• QUESTIONS:
(a) From the passage on why God gave people minds, list every Bible reference it cites in parentheses, in the order they appear.
(b) In the passage on why God gave people minds, what does the abbreviation "DD" stand for?
(c) Give a continuation of the passage on why God gave people minds that begins after its final sentence.

You ask, "Why do you suppose that God gave people minds and the ability to think?"  As your question is in response to my 6.30.09 to "Jane" (who was troubled that she could get everything I write on Our UCC Confessing Christ Open Forum), it's engaged, not innocent.  But I'll treat it here as a (somewhat) innocent question.
1
It seemed like a good idea at the time, & may even turn out to be so.  It's too early to tell.  It depends partly on whom you ask, mainly on how God feels about it (since he bears primary responsibility for it).  By the Bible's 3rd chapter, our minds had wandered away from God's thing to our thing - bathetically, toward Bernard Madoff's confession to the court day before yesterday that "I have left a legacy of shame to my children and grandchildren."  By the Bible's 6th chapter, God has concluded it was a bad idea: "everything they thought or imagined was consistently and totally evil" (vs.5).  But he went further: since thinking is inseparable from humanity, he is "sorry" (vss.6 & 7) he'd even made us, & decides to eliminate us (vs.7).  On second thought, he saved just enough human stock (one family, Noah's) to enable our species to continue.....which raises the question whether that was a good idea, instead of starting afresh (as Obama hoped to do, but couldn't).
2
The biblical premise appearing in your question is that the evolutionary co-emergence, in our species, of mouth (language) & mind (string-thinking, di- & con-vergent threads of consciousness) was by DD (divine design, which is more than ID [intelligent design]).  The biblical assumption is that this type of free-radical creaturely consciousness was necessary to the divine purpose, which is also the answer to your question "why?": mutually satisfying conversation, during evening walks (3.8-10), between the Creator & (Gn.2.15) the gardener.  Then, one day, evening comes, we don't show up for the communion-walk, & God calls for us ("Where are you?" - 3.9).  Were we to be incapable of independent thinking, love as mutually chosen could not exist; no love, no communion; no communion, no creaturely life-recognition of the Creator as Source, Center, & Destiny (no "do all to the glory of God" - 1Cor.10.31).

• SUPPLIED MATERIAL:

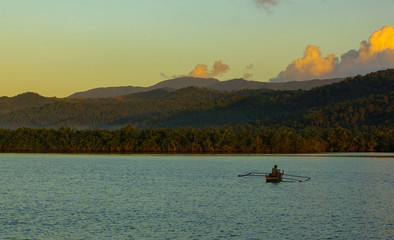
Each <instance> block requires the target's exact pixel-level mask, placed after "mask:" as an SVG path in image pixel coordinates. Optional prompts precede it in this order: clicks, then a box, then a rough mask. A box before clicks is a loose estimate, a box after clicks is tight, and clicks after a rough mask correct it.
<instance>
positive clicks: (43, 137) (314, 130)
mask: <svg viewBox="0 0 394 240" xmlns="http://www.w3.org/2000/svg"><path fill="white" fill-rule="evenodd" d="M393 136H394V131H393V129H390V128H388V129H378V128H373V129H366V130H363V131H361V130H348V129H344V128H313V129H311V128H308V129H302V130H295V129H291V128H281V129H279V130H278V129H269V128H266V129H264V128H263V129H255V130H253V131H252V130H234V129H221V128H208V129H196V128H183V129H143V130H140V129H134V128H132V127H131V126H127V127H124V128H122V129H120V130H98V129H96V130H75V129H71V128H67V127H63V128H60V129H45V128H40V129H34V128H19V129H15V130H10V129H0V152H2V153H181V154H184V153H186V154H189V153H190V154H191V153H197V154H204V153H209V154H215V153H217V154H226V153H229V154H253V153H259V154H274V153H282V154H283V153H330V152H394V141H393Z"/></svg>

• RESPONSES PER TASK:
(a)
vs.5
vss.6 & 7
vs.7
3.8-10
Gn.2.15
3.9
1Cor.10.31

(b) Divine design.

(c)
3
We Christians believe that this divine desire for communion led God, by stages of increasing involvement in human life, to become a human being, live with us, teach us, die with & for us, & invite us to follow him through gates of new life.  For all this, God has give us the necessary potentials (capacities), which we can (in the words of geophysicist Xavier Le Pichon) "develop or destroy."  (He developed the first tectonic-plates geo-model, showed that the fragility of earth's crust [evidenced in volcanos & tsunamis] is essential to the biosphere; teaches that the human intentional distinctive is caring for the fragile/vulnerable/disabled/suffering/dying [he lives in a L'Arche community]; & sees Jesus' cross as the supreme revelation of the divine nature: God's "image" in us is our capacity for empathy: in moving toward Christ's cross, we are delivered [saved] from destructively running away from fragility [including our own fears, losses, griefs. mortality]; & when we move toward others' fragility, we are moving toward Christ's cross & the fulfillment of our own humanity.
4
Al, I do not believe in progress.  I believe in God, the deity of the biblical narratives (which, by their vary nature, invitive us to read them imaginatively), whose kingdom will come (as the Lord's Prayer says) "on earth as it is in heaven" in God's time & way, including Jesus' second parousia (presence, "coming").
But, toward that "end" (as purpose & fulfillment), I observe progress in the convergence of evolutions/awarenesses.  Al, recently you accused me of simultaneously riding two horses, the biblical & the modern.  But I am more guilty than that!  I ride any horse I can head toward the Cross, the Resurrection, & the Life Eternal for my neighbor & myself.
 
Grace and peace--
Willis
 
----- Original Message -----
Sent: Wednesday, July 01, 2009 2:13 AM
Subject: Re: *Sum, ergo sentio, ergo loqui, ergo cogito* (I am, therefore I feel/speak/think): NOT *cogito, ergo sum* (Descartes)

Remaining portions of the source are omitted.